[START]

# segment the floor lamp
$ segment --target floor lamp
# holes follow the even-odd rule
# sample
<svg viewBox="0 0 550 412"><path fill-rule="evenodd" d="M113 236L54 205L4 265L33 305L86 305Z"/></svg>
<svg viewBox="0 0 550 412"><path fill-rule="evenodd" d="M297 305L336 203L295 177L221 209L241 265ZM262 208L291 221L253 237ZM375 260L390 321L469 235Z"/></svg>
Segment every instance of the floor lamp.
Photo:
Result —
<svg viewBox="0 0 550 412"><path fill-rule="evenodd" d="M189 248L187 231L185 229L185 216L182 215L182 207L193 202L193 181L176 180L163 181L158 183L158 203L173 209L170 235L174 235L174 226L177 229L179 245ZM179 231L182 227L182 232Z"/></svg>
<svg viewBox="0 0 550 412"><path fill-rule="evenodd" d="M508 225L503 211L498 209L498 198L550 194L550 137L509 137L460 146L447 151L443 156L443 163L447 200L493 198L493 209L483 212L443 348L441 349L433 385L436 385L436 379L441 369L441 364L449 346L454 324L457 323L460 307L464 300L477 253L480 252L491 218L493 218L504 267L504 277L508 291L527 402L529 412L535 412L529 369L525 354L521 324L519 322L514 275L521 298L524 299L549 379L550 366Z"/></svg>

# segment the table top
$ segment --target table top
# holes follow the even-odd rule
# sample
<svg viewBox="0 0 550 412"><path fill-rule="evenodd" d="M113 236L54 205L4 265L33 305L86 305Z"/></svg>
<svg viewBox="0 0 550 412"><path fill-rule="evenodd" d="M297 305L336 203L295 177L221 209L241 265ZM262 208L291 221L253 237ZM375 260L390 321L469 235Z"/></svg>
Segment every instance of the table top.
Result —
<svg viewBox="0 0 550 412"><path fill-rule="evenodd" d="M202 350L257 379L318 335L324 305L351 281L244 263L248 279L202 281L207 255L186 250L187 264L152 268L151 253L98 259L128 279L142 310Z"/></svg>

[END]

**Requirement**
Please copy the listing from its first line through the line containing "225L503 211L498 209L498", swapping "floor lamp" for "standing lamp" and leaving everything else unchanged.

**Solved exercise**
# segment the standing lamp
$ segment --target standing lamp
# holes follow the even-odd rule
# sample
<svg viewBox="0 0 550 412"><path fill-rule="evenodd" d="M113 236L54 205L4 265L33 305L86 305Z"/></svg>
<svg viewBox="0 0 550 412"><path fill-rule="evenodd" d="M297 305L336 203L295 177L221 209L241 265ZM262 208L291 221L253 237ZM375 260L390 321L469 235Z"/></svg>
Segment every instance of the standing lamp.
Photo:
Result —
<svg viewBox="0 0 550 412"><path fill-rule="evenodd" d="M189 248L187 231L185 229L185 216L182 215L182 207L193 202L193 181L176 180L163 181L158 183L158 203L173 209L170 235L174 235L174 226L177 229L179 245ZM179 231L182 227L182 232Z"/></svg>
<svg viewBox="0 0 550 412"><path fill-rule="evenodd" d="M508 225L503 211L498 209L498 198L550 194L550 137L509 137L460 146L447 151L443 156L443 163L447 200L493 198L493 209L483 212L443 348L441 349L433 385L436 385L436 379L441 369L441 364L449 346L454 324L457 323L460 307L464 300L477 253L480 252L491 218L493 218L504 267L504 277L508 291L527 402L529 412L535 412L529 369L525 354L521 324L519 322L514 275L521 298L524 299L549 379L550 366Z"/></svg>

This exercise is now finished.